Notes: An introduction to a chaotic inventory of my changing self.

Michael Farmer
Proof of Life
Published in
4 min readMar 7, 2021

For much of my life, I’ve been obsessed with the impermanence that pervades human life. As a child I was terrified of the things we forget, the things we let go of consciously and unconsciously. I remember once asking my parents if they were still friends with the people they went to elementary school with, and they both answered “I barely remember the name of my school”. They said that they both kept in touch with 1–2 friends they knew from before they were 18. To a 7 year old, they were basically telling me that everything I knew to be life, everything that composed my world, would one day vanish as if it had never happened. Who I was would soon evaporate into the future and I would forget where I had been, what it had felt like to be who I was.

With every subsequent step forward in time, versions of my past self disappeared. And though the reverberations of those former selves still echo throughout every new iteration of myself, more and more of them are replaced by all together new experiences, thoughts, and feelings. By the time we reach adulthood, we are left with so little of what we once were, we shed so much of the people, places, and experiences that were once our whole lives. I’ve always felt unsettled by this unshakable fact of life.

___

EXERCISE OBJECTIVE
Translate this sentence from the essay on impermanence into Spanish: "I’ve always felt unsettled by this unshakable fact of life." None of the data after this point is needed.

___

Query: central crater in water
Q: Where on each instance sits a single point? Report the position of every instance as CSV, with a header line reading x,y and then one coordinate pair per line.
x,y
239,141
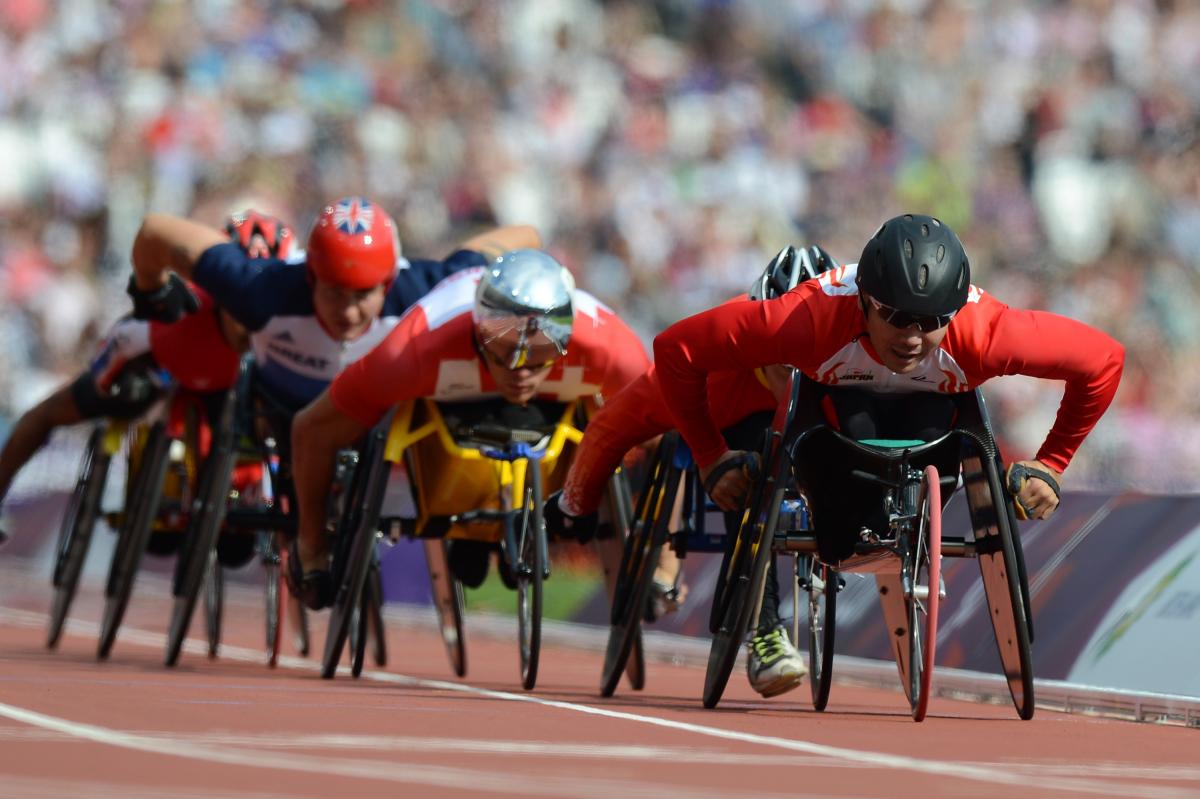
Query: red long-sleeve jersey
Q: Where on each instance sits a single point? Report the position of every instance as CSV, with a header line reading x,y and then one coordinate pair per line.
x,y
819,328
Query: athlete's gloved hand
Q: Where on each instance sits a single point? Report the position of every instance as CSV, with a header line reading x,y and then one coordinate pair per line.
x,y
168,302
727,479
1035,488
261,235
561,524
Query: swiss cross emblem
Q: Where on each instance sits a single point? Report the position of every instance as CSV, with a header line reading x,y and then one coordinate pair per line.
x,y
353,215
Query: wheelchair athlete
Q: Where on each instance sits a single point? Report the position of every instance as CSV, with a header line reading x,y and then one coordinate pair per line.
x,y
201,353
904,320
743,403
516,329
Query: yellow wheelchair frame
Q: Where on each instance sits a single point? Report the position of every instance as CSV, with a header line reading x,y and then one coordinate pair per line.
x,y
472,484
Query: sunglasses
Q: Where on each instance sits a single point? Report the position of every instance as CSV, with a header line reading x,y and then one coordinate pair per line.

___

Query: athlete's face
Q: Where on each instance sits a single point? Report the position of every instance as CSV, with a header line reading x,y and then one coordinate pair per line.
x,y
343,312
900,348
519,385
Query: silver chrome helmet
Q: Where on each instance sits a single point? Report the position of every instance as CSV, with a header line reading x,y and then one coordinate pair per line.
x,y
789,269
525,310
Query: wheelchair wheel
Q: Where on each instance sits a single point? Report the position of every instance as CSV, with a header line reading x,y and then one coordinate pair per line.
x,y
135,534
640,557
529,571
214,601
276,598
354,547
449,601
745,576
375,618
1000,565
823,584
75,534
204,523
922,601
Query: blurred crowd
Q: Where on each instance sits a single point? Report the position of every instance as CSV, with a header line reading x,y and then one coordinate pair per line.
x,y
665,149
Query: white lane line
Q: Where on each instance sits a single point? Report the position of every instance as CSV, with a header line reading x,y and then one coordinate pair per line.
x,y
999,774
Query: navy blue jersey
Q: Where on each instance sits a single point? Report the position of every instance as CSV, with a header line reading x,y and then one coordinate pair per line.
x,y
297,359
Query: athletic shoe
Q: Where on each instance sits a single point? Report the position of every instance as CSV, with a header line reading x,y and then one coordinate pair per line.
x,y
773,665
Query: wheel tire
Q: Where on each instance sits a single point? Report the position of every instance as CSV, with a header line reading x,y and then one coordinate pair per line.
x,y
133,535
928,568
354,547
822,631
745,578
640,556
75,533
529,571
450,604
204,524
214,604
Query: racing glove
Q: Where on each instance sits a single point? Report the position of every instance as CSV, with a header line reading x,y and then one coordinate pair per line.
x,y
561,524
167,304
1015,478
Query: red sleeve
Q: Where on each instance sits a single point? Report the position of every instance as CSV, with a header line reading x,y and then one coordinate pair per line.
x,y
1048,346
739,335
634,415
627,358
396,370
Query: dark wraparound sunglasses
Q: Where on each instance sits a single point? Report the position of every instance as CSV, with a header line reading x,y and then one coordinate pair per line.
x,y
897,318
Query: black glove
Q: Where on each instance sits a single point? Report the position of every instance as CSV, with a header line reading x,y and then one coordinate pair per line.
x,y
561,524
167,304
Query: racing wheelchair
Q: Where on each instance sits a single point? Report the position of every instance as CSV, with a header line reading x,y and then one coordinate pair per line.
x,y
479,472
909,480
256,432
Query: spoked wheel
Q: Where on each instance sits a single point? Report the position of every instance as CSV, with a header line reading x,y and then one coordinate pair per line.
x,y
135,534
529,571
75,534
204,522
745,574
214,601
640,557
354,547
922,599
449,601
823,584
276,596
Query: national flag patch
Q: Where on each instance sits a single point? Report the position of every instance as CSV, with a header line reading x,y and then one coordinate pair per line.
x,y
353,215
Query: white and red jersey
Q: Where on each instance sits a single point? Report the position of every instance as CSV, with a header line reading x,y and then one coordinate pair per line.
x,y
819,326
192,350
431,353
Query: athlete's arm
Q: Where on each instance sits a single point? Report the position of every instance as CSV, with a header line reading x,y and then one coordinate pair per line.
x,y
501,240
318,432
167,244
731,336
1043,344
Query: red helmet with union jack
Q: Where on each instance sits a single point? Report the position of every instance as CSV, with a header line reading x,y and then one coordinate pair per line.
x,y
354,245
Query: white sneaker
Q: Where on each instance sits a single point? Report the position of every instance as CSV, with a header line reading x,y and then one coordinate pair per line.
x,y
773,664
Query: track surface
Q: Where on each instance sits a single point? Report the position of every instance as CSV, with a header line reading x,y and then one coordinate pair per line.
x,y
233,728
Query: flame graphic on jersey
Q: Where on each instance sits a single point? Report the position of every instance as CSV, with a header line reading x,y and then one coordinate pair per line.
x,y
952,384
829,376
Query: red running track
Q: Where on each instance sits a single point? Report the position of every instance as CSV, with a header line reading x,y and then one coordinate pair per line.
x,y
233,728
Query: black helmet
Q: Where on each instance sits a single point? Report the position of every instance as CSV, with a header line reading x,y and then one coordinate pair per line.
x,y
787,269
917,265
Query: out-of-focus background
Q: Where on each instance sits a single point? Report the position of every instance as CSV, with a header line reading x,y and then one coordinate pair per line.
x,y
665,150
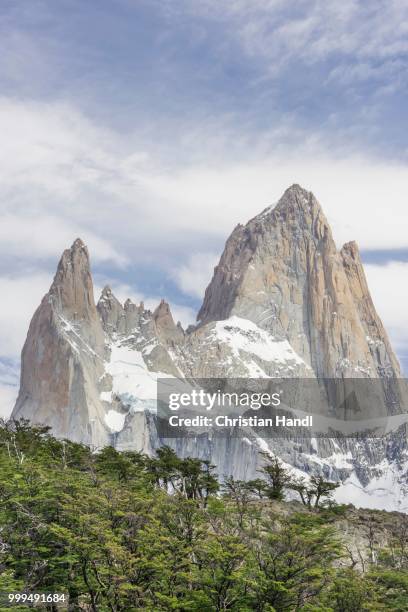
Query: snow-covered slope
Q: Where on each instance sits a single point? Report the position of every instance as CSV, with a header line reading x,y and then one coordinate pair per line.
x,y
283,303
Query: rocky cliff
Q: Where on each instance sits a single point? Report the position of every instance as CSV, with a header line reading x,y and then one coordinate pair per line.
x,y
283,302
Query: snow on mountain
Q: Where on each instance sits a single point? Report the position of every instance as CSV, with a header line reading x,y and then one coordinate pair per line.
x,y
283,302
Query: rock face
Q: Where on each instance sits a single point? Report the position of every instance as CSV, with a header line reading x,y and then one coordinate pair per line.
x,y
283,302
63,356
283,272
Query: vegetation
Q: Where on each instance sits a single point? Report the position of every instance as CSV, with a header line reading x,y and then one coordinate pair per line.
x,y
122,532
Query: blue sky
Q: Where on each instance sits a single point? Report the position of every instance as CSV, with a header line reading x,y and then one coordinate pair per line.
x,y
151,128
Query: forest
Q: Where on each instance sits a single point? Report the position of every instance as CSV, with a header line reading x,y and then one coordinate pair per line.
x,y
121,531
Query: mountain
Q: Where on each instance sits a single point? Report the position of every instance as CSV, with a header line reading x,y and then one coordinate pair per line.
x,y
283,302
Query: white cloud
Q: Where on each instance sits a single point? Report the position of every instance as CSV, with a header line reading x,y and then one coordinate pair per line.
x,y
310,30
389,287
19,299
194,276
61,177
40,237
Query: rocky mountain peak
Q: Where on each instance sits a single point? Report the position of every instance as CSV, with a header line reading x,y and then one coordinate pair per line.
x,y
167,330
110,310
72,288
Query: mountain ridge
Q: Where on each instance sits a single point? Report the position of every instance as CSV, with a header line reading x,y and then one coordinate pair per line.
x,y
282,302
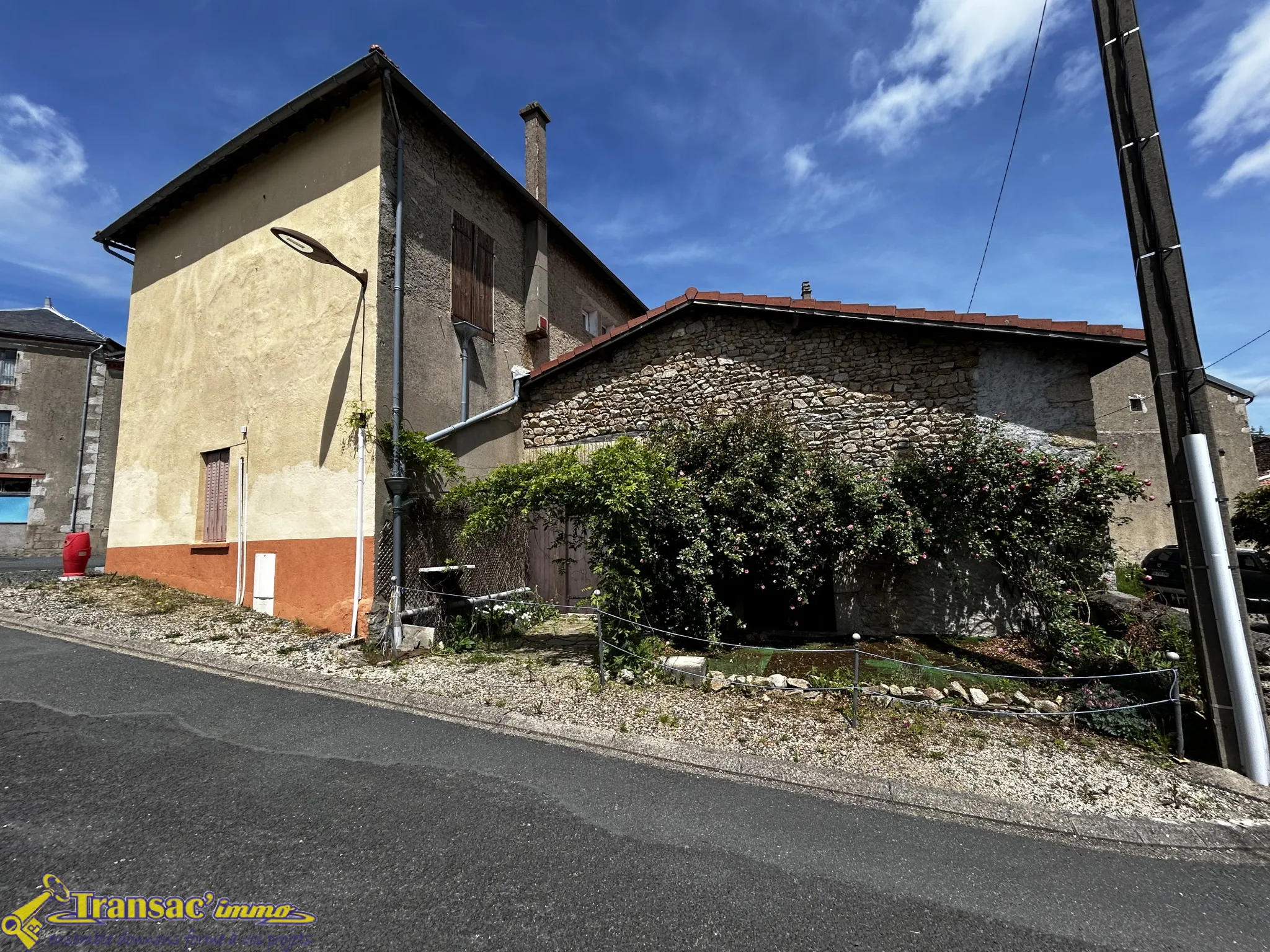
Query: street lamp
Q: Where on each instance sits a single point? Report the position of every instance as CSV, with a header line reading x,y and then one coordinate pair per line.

___

ANSWER FOR THE TASK
Siempre me ha inquietado este hecho ineludible de la vida.